Problems to solve -
a) In the commentary on the dietary supplements sector, which journal published the study on multivitamin consumption and risk of cancer and cardiovascular disease?
b) Continue the commentary on the dietary supplements sector from its last sentence.

It’s been a rough couple weeks for the dietary supplements sector.
A study recently published in the Archives of Internal Medicine failed to show any correlation between multivitamin consumption and risk of cancer and cardiovascular disease, merely the latest in an accumulating list of neutral, non-supportive studies involving supplements and natural health products. CRN was quick to comment on the role of these products in maintaining health, while the Natural Products Association, in its response to news of the study, noted that the statement of results fails to consider how supplements are regulated and ignores the very principle of health claims, which are offered (allowed) for supporting or maintaining health. The association between supplements use and serious disease conditions is obviously controversial, yet researchers persist in disproving, through clinical trials, an association that ironically is contrary to regulations around the world.
With each inconclusive or non-supporting result, it’s difficult to examine the effect on the credibility of the sector, yet signs remain encouraging through these tough economic times that this category remains if not absolutely strong, than at least has weathered better than many others. Does this mean that pickup on these stories has had no impact? Does this suggest that mainstream consumers continue to seek better health by any and all means? Does this predict that the accumulating body of science will eventually catch up to the market?
Well, in my opinion, the answers to the above are ‘no’, ‘yes’ and ‘I don’t really know’.
You pretty much have to believe that almost anyone scanning the media has heard about the latest result. Viewers probably fall into two primary categories, both of which have already made up their minds on the subject – they either remain convinced of the value of supplements or feel they are totally discredited by this point, scientifically. A third group wavers but recognizes media sensationalism for what it is, and to most, the underlying principle, is that at least there is no harm. Still even for those leaning in favor of supplement use, the continued assault of less than stellar studies eventually has to register at the register.

Dataset extract -
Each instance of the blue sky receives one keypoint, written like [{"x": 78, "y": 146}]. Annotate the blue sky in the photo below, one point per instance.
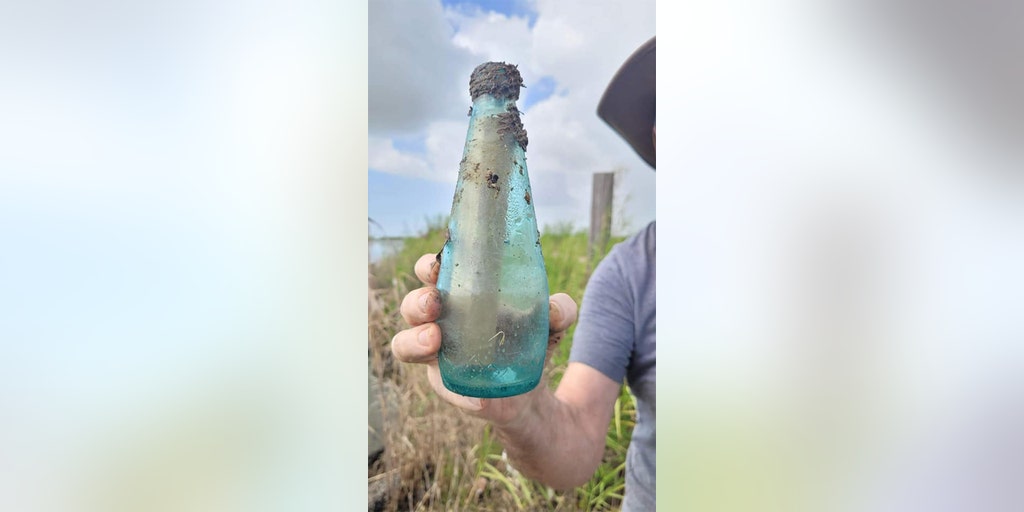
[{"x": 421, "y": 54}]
...
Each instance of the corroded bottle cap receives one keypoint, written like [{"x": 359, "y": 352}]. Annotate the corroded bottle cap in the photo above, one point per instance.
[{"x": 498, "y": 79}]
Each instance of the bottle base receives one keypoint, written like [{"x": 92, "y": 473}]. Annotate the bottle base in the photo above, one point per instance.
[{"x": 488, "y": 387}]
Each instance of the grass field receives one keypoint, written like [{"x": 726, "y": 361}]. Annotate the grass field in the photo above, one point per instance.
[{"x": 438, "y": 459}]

Numbered answers -
a) The Archives of Internal Medicine

b)
Several months ago, it was predicted (by yours truly and others) that in tough and uncertain times, managing health through prevention (controlling what you could control), would become a higher priority. We seem to be seeing some evidence of this behavior, and while we may be seeing some trading down in brands, for the most part health does remain a priority, and self-management of health remains a strong driver.
It’s been said that in the current economy, flat is the new up, perhaps it can also be said that for dietary supplements, neutral (as in no clear benefit as related in a study) is also the new up. At least, in the current study, supplements posed no health risk, and unlike other current stories ‘making the rounds’, there has been no immediate fallout for the industry as a whole merely through association with industry outliers having products recalled for being adulturated, or through spurious accusations at supplements being behind positive doping tests for beleaguered professional athletes.
Just like you can scan almost any data set and come out with numerical support for almost any conclusion, so too, you can analyze news and identify headlines and a run of stories to support any fundamental and strongly held belief.
There’s usually no clear tipping point, although as evidence mounts (positive or negative) it does get a bit harder to argue against. From an industry standpoint, we just need to be clear what we’re arguing for.